> **Exercise objective**: Edit the items below by changing every "Pick out" to "Mark" and keeping all other text the same.

(Rows from a pointing dataset)
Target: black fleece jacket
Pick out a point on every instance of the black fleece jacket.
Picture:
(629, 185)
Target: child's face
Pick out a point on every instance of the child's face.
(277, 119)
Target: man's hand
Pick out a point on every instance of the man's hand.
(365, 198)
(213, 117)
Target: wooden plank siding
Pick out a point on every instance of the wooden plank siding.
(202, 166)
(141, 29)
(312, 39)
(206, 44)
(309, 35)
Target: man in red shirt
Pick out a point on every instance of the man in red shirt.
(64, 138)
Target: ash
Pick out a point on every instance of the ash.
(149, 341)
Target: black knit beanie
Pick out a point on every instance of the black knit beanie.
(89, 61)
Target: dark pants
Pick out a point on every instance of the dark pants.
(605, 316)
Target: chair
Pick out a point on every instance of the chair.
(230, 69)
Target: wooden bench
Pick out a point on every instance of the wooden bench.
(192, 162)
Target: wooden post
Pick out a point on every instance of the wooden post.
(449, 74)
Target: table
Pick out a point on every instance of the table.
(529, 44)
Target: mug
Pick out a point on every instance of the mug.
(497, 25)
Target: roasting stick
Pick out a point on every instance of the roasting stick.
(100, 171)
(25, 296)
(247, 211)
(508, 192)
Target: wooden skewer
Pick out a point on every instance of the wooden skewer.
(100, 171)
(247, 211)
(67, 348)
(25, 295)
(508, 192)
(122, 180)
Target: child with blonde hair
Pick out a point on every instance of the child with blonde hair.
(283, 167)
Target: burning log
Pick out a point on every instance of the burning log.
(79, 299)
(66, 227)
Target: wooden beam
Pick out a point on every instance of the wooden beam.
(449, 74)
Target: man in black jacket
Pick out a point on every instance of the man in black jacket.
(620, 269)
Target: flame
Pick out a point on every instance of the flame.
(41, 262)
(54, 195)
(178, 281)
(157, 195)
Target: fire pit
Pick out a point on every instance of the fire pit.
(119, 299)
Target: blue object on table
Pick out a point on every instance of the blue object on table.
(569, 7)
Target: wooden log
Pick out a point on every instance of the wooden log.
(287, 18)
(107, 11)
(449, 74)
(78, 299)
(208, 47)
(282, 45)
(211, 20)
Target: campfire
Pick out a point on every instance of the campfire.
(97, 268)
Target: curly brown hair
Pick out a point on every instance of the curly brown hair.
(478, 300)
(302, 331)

> **Written answer**:
Target: black fleece jacket
Mark a point on every instance of the black fleece jacket.
Picture:
(629, 185)
Target: child's face
Mark a point on every instance of the child's face.
(277, 119)
Target: man's hand
Mark a point on every instance of the man's hand.
(365, 198)
(213, 117)
Target: wooden plank siding
Mark a point on every instance of the wooden plank siding.
(202, 166)
(141, 29)
(312, 39)
(206, 44)
(309, 35)
Target: man in red shirt
Mark a point on every instance of the man in red shirt.
(64, 138)
Target: ash
Mark a point on every instance of the ash.
(149, 341)
Target: black knit beanie
Mark a point on every instance of the black knit beanie.
(89, 61)
Target: dark pants
Mark a point on every instance of the dark pants.
(605, 316)
Target: chair
Mark a point on every instance of the chair.
(230, 69)
Target: wooden bench
Mark a point on every instance of the wooden bench.
(192, 162)
Target: wooden post
Mark a point on every instance of the wooden post.
(449, 74)
Target: table
Mark a point on every instance of the table.
(529, 44)
Target: mug
Mark a point on every instance of the mug.
(497, 25)
Target: roasting stick
Mark a point on every instance of the roasting stick.
(100, 171)
(25, 296)
(247, 211)
(508, 192)
Target: wooden skewer
Mark a point on every instance of the wooden skewer.
(100, 171)
(247, 211)
(67, 348)
(25, 295)
(508, 192)
(122, 180)
Target: child with blonde hair
Mark a point on every instance of the child with blonde hair.
(283, 167)
Target: burning log
Mark a point on every instance of the burning log.
(79, 299)
(66, 227)
Target: wooden beam
Mark a point on every instance of the wooden beam.
(449, 74)
Target: man in black jacket
Mark a point on every instance of the man in black jacket.
(620, 269)
Target: flame
Mark a point on every instance of the flame.
(41, 262)
(54, 195)
(178, 281)
(157, 195)
Target: fire pit
Mark a point on every instance of the fire pit.
(119, 299)
Target: blue object on table
Mark a point on every instance of the blue object on table.
(569, 7)
Target: wooden log
Mark a point on every instance of the wooden log.
(287, 18)
(107, 11)
(449, 74)
(78, 299)
(208, 47)
(282, 45)
(211, 20)
Target: campfire
Mark a point on every instance of the campfire.
(97, 268)
Target: curly brown hair
Mark a point on every instance of the curly brown hair.
(478, 300)
(302, 331)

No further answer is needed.